= Exercise =
If you see a picture in the data below, omit it and copy the rest exactly.

= Material for this exercise =
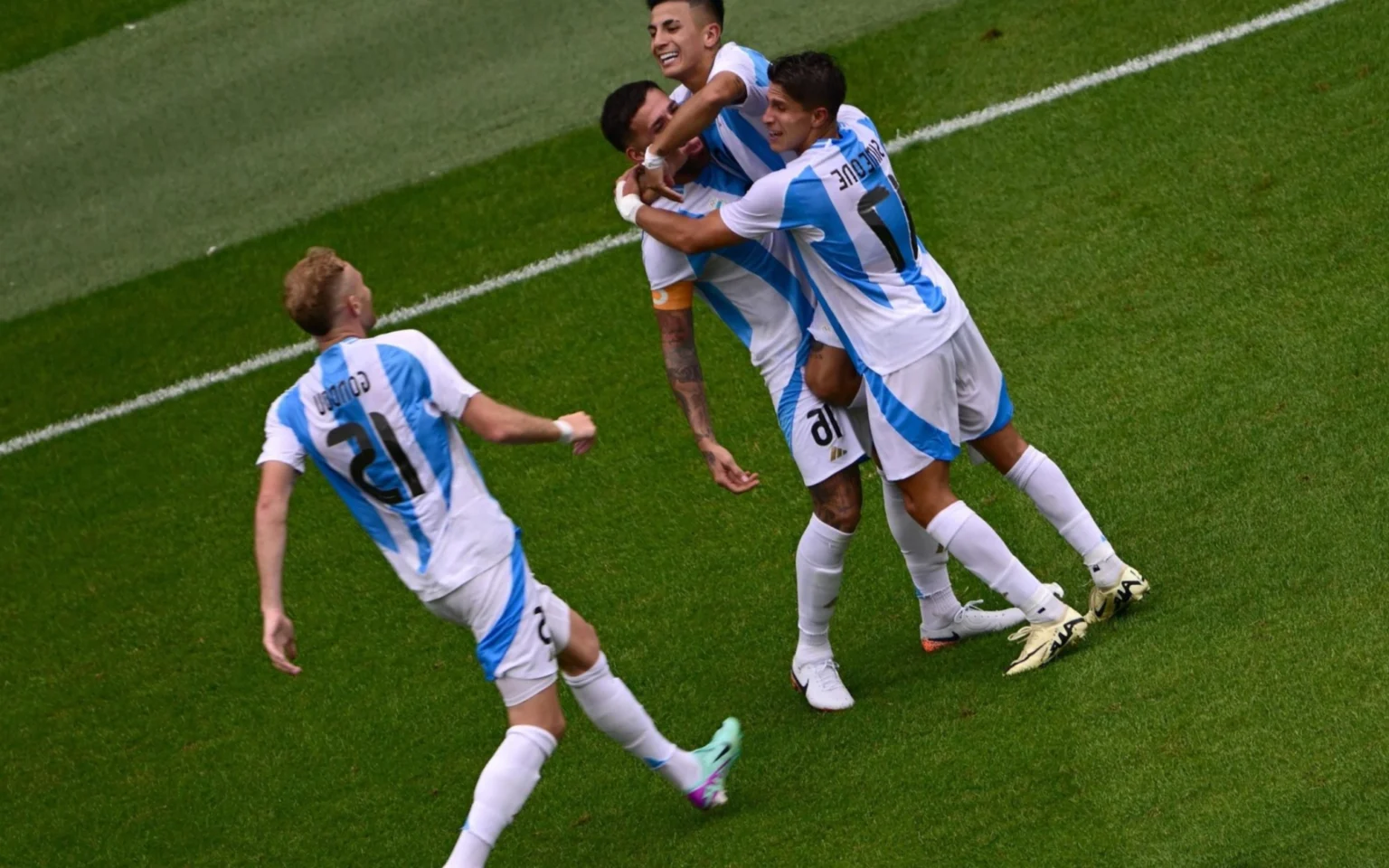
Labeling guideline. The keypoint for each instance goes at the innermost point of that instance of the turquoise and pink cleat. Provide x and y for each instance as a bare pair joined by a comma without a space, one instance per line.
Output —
715,763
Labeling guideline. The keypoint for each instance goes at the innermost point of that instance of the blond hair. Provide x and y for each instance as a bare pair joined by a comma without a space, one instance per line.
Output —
313,289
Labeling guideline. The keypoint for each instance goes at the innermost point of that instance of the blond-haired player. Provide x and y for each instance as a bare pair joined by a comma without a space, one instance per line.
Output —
378,417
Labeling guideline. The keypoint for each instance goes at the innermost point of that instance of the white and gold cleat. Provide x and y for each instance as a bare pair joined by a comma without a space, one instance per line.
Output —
1044,642
1109,601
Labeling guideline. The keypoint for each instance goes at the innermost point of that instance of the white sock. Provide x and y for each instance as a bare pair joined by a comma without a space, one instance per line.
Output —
925,559
820,568
503,787
985,554
1041,479
613,709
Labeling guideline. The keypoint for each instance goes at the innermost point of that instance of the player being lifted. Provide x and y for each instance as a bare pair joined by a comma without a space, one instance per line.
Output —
378,416
723,93
931,380
753,289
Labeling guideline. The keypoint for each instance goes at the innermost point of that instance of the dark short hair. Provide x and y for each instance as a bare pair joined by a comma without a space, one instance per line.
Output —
619,108
713,7
811,78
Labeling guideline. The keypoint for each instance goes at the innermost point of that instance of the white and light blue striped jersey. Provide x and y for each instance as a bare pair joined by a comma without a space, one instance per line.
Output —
753,287
888,300
738,139
377,417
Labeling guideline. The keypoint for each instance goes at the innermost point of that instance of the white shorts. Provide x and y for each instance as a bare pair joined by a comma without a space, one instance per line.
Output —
520,625
821,437
927,410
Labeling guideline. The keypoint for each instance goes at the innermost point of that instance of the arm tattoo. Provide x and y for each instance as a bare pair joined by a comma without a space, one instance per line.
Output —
684,371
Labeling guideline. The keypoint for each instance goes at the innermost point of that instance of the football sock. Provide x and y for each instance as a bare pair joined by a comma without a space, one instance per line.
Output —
1039,478
820,568
503,787
610,704
985,554
925,559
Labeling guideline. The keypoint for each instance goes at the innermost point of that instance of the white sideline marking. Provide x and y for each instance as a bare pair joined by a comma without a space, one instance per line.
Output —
568,257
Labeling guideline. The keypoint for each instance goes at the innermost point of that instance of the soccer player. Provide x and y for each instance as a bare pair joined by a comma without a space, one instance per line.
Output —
753,289
378,417
931,380
723,93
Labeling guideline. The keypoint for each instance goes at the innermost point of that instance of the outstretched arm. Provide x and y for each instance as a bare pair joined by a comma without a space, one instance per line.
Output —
699,111
497,422
686,380
694,114
271,531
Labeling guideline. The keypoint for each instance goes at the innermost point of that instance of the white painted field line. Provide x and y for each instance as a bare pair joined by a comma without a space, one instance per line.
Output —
568,257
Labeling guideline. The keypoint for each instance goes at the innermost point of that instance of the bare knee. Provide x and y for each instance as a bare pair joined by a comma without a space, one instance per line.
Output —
927,494
1003,448
542,712
837,502
831,375
582,653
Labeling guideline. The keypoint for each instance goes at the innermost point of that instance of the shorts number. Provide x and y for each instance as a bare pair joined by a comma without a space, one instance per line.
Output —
868,210
367,456
826,427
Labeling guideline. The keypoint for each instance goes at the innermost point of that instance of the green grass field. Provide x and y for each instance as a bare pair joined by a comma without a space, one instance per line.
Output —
1184,275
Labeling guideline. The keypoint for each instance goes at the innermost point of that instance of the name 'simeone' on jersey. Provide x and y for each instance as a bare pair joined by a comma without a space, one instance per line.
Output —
378,419
888,300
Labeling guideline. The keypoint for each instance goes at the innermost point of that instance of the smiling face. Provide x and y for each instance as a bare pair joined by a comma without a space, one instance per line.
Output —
790,127
649,121
684,41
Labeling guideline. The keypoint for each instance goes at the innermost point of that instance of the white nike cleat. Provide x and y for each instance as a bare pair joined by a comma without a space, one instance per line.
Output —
1044,642
818,679
1109,601
974,621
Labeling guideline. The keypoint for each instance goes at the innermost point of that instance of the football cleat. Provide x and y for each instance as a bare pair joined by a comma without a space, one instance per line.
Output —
1109,601
974,621
818,679
715,761
1044,642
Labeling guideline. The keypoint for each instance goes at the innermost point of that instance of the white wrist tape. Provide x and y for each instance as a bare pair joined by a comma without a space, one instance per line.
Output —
627,204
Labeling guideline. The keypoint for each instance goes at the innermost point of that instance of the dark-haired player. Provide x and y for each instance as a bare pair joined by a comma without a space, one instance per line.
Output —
754,290
932,382
380,419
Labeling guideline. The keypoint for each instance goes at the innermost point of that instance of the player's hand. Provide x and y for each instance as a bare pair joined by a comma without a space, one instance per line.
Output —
278,639
583,430
656,184
725,469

= Response box =
Labeling guideline. The keypoint for each instance goes at the innermost point of that instance of the turquoise and pink cleat. Provide x and y for each instance as a bare pair joined by a comma without a space, one instance per line.
Output —
715,763
Labeling guideline. The keypoint for each instance goes at the innermost point of that instance of the blond hair. Provide x and y for each instance as a bare pair joined by a comma without a space, one instance per line.
Output —
313,289
Labeling guideline. The keypoint for each instance goes at the innermost point of that instance of the blond-haired player. Provide x and y for each instance as a bare pair joined by a comma without a space, one instance per line.
Output —
378,417
Labeling guideline. The keypoint for each instance goes at the innermost point of that instance of the white and gold cleat. Provide x and y for each instance as a bare pair joined by a comma without a space, one instance per line.
Output —
1044,642
1109,601
Labeling guideline. The keypoint for each instance goes at the innermost point of that instance of the white sock. Provide x and y for each instance as a bare pair joined by a comma without a space, one instance per line.
Output —
925,559
820,568
503,787
985,554
1041,479
613,709
Labeling guideline. The keypoint for each instance goes at the innermost point of that instance of the player being lifted. Provide x and y for each instance as a bare pair joined by a comma without a space, one instance per line.
Output —
378,416
723,93
931,380
753,289
Labeling guideline. The keypoint for each instance goes at the innermost point of that instance of the dark short hair. Provide x and y for each instance as a bare pair joined by a comma without a space, one instance per line.
Output —
619,108
713,7
811,78
Labeling guideline. The keypoint for each instance goes at the innermost point of that instance of the white and light blue striped jersey. Provide x and y for each instance as a bare pair joined by a comma without a space, one instance per line.
Output —
753,287
888,300
738,139
377,417
Labeling guideline. The keypoint for each instance goes at the innermost point of that instance of the white shorts. Provide x and y for each instance as a bare pair joined by a comma without a space, one instance per line.
Output —
520,625
821,437
927,410
Labeling guideline. The keypoint for each instance goes at the innermost point of that instance of the arm tattoo. Provide x and y for each instance as a bare pair joined by a comma without a space, one instance per line.
Output —
684,371
Labeling guideline. The keypoint for each instance goes at the innermost point of that instance of the football sock. Provide x and y for each instance as a bare pair joined by a comma without a space, one instance per line.
Output —
1039,478
820,568
503,787
610,704
985,554
925,559
Labeling guideline. The keypoint for each instance goes at the innermost point of that instance of the white sideline marking. Provide x and y for each instance as a bare pair joined by a comma without a space, one instance per line.
Output —
568,257
Labeling guideline. The keypoint for each instance goes at the innermost point of that instance of the soccer player. Provide x and y for each instance as a bare pair joined by a comma without a space, one instance per line.
Output —
753,289
378,417
931,380
723,93
Labeling guideline. The keypoint for each instance goes at the innermost point of that instance of the outstretched arm. Provide x and y for each instance as a bare pair joined by a comma without a space, one instance per line.
Output —
699,111
497,422
686,380
694,114
271,531
Labeling guideline. The keypoint for each instance goes at the innermost point of that instance of the white painted field line. Provide x and y for each instance as a bare pair joined by a comma without a space, one instance per line.
Output —
568,257
Labeling guideline. The keypoint for each instance goes at the innermost point of that instance of the bare knee. Provide x and y for each instance as a bare pair joined by a comma without a space, one instance per line.
Output —
927,494
1003,448
542,712
837,502
831,375
582,653
Labeling guideline. The keypoint for each instance goes at the innermost point of that instance of the shorts number. Provide x and y for each instance as a bare pair joined by a comma without a space, one instance per line.
Output —
868,210
367,456
826,427
Labeling guideline. The keypoint for each instance goes at the innermost point of that instance of the green grass field. Provide x and y for each instance as a bare pair joined by a comma without a space, one instance per line.
Output —
1184,275
Labeling guideline. The keypoint for each instance goes at the innermost point of that instance of the name 'simeone' on jersey. Provide x and y for each instance as a bare pair joined by a comma without a space, one instance per line.
Output —
378,419
888,300
Labeling guideline. The keypoint for each instance goes at the innermost point of that instance of the smiling face. Provide x and y for each instance as a bare pair joined by a comma without a space, one instance per line.
Output —
790,127
649,121
684,41
Labeling guideline. The keypoint for each instance goes at the innermost point of that instance of the white nike cleat. Provide x and y for each instance as a bare pair joined by a comma without a space, one instance per line.
Output —
1044,642
818,679
1109,601
974,621
Labeling guideline. The keypoint for each instance goes at the innermost point of that instance of the football cleat. Provide x and y for each instance as a bare pair joined by a comma without a space, one instance per line.
Output —
1109,601
974,621
818,679
715,761
1044,642
Labeling guideline. The keypoint for each instance goes at the innermost point of that instance of the white wrist tape. Provide x and y for each instance as a bare pair joined by a comma without a space, one instance per line.
Output —
627,204
Labeling guideline. The keypoint for each instance goes at the innermost point of that instance of the dark-haired player. Provide x and y for each instance as a bare pair joined by a comma without a space, one instance per line.
Output —
754,290
932,382
380,419
Labeling guideline. The keypoint for each instance goes at the innermost point of that instance of the player's hand. Provide x and y for each instance as a bare pair joined by a comma without a space, one instance per line.
Output —
278,639
583,430
656,184
725,469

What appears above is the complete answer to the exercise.